## Begin GIVEN ENTRIES
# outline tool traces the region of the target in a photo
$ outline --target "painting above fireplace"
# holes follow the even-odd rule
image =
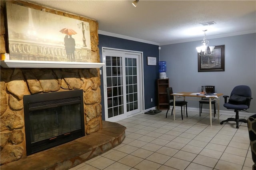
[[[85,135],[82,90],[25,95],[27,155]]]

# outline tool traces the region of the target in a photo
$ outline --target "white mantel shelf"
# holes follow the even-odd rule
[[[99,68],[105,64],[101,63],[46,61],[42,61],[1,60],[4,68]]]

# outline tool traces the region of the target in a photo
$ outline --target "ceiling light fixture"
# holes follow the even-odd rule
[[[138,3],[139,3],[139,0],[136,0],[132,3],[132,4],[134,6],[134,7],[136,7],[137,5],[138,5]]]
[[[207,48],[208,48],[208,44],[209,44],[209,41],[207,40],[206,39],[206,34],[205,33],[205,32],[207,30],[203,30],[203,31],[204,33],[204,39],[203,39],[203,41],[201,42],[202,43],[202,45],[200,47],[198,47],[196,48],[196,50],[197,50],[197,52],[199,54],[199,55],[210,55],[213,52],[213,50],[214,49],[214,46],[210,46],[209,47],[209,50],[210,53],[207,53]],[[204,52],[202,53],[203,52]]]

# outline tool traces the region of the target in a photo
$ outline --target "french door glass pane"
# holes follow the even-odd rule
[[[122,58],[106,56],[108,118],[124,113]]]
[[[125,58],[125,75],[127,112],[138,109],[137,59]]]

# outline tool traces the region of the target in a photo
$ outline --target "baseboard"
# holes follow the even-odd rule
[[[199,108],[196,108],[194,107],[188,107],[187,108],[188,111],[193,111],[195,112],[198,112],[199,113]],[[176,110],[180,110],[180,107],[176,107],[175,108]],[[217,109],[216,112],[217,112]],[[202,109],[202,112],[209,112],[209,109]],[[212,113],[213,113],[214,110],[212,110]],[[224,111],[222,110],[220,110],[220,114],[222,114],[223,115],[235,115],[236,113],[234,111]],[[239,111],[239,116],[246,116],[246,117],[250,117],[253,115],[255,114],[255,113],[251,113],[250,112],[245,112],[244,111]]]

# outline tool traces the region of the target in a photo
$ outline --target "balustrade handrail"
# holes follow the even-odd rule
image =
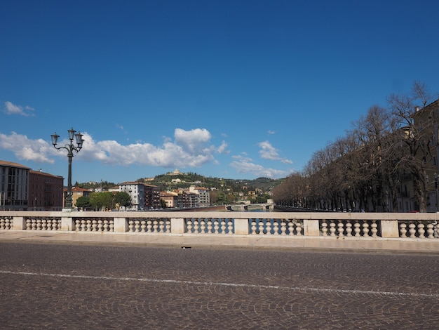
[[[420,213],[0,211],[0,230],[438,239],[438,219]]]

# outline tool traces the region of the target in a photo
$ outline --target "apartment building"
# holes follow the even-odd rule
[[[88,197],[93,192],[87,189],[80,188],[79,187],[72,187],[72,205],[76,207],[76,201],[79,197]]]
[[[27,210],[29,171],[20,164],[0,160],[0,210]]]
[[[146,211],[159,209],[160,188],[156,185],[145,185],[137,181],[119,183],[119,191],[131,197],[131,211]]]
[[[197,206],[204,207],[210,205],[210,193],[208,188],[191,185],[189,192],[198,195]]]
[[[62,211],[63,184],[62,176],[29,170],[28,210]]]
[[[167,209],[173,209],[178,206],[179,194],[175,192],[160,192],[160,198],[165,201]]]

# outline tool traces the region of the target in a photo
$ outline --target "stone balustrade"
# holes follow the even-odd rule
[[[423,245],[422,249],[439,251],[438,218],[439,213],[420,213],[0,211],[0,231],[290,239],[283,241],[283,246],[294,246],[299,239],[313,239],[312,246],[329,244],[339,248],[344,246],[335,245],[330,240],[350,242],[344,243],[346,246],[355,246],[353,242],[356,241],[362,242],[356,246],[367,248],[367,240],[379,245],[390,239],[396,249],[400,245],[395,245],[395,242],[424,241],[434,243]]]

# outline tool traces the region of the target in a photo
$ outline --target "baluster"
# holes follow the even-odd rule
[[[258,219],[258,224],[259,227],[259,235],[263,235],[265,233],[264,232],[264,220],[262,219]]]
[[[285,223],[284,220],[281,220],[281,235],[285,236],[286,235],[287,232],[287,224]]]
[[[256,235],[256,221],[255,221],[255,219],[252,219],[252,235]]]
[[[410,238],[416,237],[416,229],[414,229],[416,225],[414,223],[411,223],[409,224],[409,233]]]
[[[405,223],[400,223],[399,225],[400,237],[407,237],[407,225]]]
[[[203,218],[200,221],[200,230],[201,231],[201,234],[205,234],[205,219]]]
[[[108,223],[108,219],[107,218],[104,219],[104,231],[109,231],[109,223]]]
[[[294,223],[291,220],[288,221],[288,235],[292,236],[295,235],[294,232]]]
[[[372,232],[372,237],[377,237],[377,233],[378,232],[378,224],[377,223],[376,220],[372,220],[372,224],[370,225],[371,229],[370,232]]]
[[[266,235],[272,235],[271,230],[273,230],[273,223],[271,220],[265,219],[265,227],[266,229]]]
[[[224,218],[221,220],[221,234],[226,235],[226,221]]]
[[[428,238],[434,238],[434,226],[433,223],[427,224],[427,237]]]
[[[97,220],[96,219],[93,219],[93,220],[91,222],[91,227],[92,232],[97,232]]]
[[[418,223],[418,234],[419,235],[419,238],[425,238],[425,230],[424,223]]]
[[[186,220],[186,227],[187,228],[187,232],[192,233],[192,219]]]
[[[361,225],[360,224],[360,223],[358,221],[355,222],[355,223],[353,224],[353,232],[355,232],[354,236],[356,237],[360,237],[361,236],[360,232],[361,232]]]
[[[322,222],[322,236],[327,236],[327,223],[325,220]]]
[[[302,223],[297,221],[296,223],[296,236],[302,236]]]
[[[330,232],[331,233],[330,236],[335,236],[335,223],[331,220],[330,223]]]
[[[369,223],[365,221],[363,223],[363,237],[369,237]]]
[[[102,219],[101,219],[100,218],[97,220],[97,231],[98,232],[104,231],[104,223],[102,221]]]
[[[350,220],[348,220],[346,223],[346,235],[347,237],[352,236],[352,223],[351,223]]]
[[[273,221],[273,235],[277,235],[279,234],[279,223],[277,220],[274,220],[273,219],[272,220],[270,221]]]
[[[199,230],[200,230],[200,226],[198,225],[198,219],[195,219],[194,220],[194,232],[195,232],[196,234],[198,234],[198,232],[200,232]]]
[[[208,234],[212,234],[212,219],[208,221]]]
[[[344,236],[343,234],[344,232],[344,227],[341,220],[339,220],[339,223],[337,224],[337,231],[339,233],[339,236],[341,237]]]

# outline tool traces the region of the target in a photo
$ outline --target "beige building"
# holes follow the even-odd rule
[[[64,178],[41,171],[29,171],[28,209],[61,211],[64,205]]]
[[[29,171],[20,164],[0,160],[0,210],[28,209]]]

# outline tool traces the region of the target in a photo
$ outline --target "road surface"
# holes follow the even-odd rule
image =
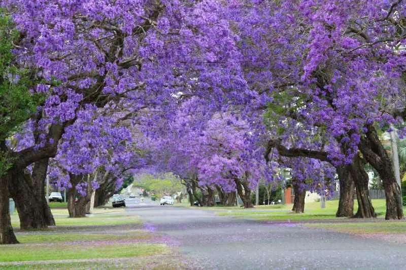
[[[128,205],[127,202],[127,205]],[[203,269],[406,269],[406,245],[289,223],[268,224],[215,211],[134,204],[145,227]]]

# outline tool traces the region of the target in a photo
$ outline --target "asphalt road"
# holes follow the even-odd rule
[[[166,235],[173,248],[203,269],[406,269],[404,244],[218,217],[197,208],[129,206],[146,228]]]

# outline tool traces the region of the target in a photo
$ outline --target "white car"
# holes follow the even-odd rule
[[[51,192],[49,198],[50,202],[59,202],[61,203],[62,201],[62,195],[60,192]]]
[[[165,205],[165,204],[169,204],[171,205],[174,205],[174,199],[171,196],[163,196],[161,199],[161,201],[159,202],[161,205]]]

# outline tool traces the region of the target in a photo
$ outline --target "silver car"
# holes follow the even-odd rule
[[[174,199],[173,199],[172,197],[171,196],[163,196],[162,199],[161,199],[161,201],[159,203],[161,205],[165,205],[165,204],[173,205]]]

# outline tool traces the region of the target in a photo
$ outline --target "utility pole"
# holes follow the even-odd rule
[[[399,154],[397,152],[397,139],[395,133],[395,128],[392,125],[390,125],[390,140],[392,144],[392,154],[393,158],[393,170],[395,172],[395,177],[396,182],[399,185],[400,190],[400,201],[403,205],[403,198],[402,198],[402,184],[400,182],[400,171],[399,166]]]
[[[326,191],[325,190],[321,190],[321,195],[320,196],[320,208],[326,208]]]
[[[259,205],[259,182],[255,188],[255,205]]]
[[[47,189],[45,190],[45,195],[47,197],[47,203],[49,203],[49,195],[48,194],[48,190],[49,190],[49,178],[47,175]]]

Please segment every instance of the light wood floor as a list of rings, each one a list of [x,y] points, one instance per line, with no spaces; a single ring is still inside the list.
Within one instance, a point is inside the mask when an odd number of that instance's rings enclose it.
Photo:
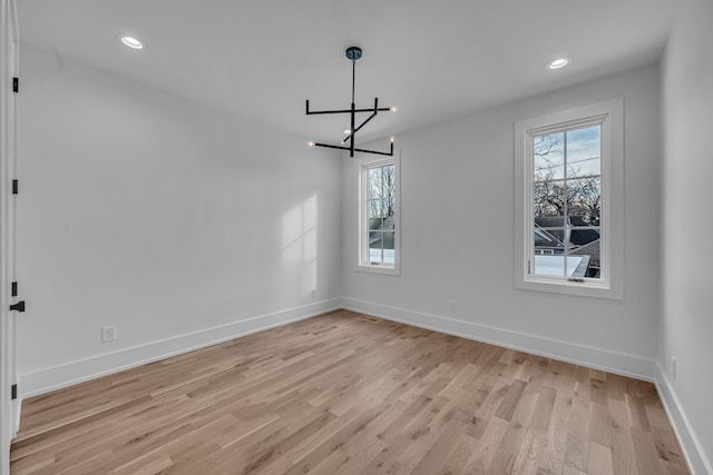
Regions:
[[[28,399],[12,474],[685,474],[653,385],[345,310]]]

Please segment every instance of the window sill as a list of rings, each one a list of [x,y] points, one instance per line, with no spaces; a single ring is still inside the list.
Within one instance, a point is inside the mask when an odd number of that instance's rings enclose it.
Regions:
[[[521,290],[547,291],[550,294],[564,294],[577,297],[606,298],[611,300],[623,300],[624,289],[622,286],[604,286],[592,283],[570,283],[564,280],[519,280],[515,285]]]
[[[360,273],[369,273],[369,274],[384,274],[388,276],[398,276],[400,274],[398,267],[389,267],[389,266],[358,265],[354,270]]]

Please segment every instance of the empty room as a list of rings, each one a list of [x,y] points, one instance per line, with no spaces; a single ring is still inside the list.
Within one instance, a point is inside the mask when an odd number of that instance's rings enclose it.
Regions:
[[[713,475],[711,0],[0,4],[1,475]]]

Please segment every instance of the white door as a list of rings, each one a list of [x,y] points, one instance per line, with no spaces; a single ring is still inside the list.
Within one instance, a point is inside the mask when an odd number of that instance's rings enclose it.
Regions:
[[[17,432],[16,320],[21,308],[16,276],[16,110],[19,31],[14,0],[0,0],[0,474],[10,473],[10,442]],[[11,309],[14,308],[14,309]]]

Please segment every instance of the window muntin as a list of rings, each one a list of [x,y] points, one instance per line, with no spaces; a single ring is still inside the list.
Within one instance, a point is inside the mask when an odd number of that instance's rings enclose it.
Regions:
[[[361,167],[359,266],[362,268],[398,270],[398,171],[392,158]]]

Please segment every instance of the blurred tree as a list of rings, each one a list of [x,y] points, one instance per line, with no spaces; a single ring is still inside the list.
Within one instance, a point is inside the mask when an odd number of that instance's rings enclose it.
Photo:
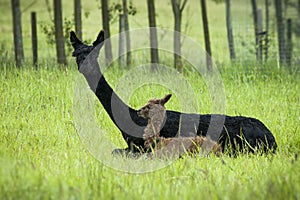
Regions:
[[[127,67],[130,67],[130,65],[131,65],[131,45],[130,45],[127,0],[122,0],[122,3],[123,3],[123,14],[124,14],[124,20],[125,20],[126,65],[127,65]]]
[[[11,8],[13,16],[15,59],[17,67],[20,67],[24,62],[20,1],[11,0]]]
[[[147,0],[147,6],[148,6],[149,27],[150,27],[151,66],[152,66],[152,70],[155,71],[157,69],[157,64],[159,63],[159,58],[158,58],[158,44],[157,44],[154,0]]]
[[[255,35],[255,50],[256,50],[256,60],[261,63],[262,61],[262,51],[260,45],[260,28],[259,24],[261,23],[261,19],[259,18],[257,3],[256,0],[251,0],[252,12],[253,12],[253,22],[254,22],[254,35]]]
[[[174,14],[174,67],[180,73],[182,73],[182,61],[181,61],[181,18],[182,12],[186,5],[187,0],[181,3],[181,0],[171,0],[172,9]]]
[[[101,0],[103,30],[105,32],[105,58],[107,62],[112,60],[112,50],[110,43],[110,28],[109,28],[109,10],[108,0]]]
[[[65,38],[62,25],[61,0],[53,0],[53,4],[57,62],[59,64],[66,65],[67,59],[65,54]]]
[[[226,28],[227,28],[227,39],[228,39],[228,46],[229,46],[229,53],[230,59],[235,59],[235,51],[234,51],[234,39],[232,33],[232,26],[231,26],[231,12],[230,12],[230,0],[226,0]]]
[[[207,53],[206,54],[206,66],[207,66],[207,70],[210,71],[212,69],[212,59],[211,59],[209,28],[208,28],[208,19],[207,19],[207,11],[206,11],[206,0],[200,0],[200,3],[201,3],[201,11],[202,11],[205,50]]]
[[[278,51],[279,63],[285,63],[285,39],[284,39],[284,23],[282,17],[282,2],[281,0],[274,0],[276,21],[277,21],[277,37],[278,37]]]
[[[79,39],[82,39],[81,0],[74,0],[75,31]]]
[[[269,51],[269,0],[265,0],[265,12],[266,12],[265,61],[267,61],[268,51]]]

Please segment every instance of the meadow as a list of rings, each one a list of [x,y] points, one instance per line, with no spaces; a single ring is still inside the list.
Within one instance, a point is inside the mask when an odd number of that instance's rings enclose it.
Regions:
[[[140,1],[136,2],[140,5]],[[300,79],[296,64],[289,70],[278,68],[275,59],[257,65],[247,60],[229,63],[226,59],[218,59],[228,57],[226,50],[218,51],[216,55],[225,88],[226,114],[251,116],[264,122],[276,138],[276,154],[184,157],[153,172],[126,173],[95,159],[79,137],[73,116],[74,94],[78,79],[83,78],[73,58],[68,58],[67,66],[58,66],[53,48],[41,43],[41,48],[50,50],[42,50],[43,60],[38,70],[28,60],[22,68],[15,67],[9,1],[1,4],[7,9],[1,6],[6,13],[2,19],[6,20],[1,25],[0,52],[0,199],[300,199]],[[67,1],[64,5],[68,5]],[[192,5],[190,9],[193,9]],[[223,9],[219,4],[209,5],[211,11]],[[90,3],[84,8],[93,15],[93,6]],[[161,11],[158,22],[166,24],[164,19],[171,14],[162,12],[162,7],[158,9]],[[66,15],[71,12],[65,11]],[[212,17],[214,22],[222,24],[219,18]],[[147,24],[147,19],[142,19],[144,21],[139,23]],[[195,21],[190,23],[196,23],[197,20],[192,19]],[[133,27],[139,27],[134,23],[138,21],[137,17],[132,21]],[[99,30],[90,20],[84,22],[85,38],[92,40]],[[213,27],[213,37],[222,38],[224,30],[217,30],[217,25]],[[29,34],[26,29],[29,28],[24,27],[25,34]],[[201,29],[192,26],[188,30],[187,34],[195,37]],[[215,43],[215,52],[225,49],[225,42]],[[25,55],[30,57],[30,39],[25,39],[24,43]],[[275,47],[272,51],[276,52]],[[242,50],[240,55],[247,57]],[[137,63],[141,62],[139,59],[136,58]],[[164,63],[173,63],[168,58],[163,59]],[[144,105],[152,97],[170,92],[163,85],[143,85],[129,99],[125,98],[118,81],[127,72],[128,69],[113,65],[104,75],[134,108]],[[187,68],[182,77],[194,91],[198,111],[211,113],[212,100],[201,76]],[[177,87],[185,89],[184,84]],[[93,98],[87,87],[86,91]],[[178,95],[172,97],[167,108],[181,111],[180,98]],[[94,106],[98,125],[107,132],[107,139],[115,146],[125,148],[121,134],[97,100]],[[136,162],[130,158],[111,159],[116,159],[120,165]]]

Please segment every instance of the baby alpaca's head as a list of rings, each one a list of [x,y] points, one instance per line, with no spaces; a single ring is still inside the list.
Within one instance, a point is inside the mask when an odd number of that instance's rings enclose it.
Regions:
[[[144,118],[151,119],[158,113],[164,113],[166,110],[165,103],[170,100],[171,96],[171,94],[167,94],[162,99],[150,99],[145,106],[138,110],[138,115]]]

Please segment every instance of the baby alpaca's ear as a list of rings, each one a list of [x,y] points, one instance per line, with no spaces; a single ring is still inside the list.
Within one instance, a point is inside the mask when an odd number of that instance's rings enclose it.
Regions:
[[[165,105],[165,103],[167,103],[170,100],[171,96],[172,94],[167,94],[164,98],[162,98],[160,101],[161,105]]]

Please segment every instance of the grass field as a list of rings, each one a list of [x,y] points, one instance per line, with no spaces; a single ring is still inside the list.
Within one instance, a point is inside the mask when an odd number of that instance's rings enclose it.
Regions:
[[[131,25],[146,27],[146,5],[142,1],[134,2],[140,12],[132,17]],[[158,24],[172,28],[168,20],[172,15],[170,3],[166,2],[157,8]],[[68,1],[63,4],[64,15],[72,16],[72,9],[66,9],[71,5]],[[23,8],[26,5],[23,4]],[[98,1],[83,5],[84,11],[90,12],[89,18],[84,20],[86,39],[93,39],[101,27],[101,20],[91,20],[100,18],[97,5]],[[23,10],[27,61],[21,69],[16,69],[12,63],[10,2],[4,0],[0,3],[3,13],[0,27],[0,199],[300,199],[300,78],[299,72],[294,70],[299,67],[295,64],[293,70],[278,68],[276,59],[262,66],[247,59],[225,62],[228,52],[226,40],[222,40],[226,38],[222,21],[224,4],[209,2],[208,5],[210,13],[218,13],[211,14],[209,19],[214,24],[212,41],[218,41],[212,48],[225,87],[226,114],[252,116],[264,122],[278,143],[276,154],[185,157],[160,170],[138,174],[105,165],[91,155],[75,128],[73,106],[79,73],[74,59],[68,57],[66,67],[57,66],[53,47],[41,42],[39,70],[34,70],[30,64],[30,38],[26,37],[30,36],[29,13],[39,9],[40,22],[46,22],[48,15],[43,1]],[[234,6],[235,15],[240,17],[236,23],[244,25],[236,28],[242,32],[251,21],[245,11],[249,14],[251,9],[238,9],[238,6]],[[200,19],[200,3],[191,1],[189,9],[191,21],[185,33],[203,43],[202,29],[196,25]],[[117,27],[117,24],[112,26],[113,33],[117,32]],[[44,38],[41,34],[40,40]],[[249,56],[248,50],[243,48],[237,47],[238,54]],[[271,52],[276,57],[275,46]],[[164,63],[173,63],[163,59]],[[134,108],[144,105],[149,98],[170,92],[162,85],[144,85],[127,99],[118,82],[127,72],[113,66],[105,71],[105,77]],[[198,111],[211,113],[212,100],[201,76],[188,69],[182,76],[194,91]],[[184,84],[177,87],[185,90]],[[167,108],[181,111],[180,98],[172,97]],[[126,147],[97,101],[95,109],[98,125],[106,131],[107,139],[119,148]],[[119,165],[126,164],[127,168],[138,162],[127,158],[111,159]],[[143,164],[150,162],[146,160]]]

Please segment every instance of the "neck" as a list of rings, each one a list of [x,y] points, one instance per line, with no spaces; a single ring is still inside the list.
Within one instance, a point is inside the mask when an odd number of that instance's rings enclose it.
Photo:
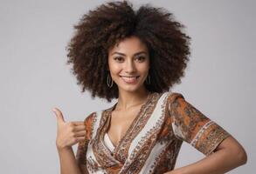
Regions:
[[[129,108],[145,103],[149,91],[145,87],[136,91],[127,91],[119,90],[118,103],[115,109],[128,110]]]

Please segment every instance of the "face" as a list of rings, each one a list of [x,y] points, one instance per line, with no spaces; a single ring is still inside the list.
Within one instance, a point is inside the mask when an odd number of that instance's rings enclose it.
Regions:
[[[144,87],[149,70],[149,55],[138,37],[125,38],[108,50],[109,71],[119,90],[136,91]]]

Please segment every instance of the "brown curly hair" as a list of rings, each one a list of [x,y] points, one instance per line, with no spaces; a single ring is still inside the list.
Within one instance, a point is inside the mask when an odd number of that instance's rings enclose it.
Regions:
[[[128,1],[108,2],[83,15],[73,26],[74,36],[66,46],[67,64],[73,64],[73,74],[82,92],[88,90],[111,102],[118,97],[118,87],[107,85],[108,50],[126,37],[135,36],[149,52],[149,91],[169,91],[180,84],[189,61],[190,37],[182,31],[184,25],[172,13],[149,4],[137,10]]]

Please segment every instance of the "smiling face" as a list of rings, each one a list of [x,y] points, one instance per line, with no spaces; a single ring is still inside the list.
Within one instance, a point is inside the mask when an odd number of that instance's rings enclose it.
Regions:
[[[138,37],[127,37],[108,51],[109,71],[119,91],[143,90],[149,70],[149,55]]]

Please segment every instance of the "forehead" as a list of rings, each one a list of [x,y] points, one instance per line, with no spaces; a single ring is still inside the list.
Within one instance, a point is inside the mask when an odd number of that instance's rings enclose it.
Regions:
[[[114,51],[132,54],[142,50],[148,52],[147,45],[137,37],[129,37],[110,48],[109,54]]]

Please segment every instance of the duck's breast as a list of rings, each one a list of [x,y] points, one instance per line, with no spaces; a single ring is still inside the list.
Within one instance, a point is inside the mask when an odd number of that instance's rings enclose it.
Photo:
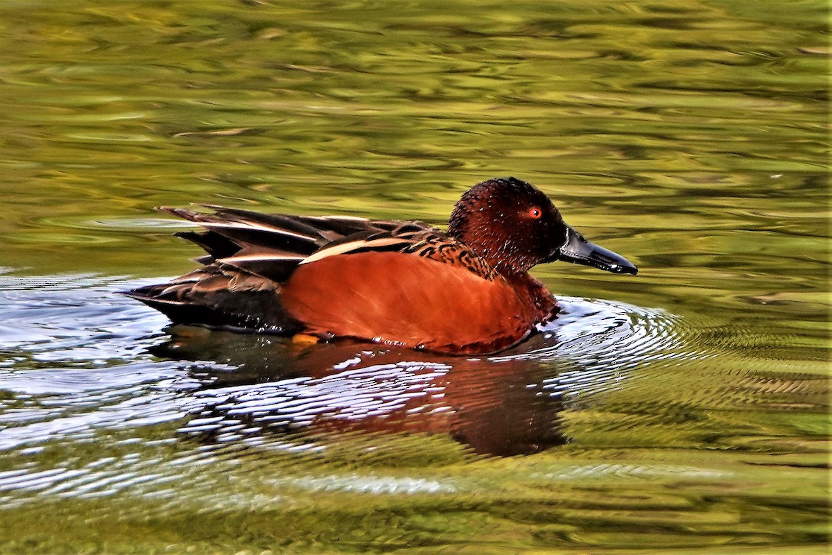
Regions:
## End GIVEN ENTRIES
Set down, exactly as they appear above, the lines starting with the line that contains "Please segment every instance of the window muntin" and going on through the line that contains "[[[361,167],[359,266],[362,268],[398,270],[398,171],[392,158]]]", including both of those lines.

● TASK OUTPUT:
Please segment every instance of the window muntin as a list of rings, each one a list of [x,y] points, one instance per line, with no spaces; a single ring is still inside the list.
Within one instance, a point is inside the mask when an odd number of that instance's rings enclose it.
Regions:
[[[361,167],[359,266],[362,268],[398,270],[398,171],[392,158]]]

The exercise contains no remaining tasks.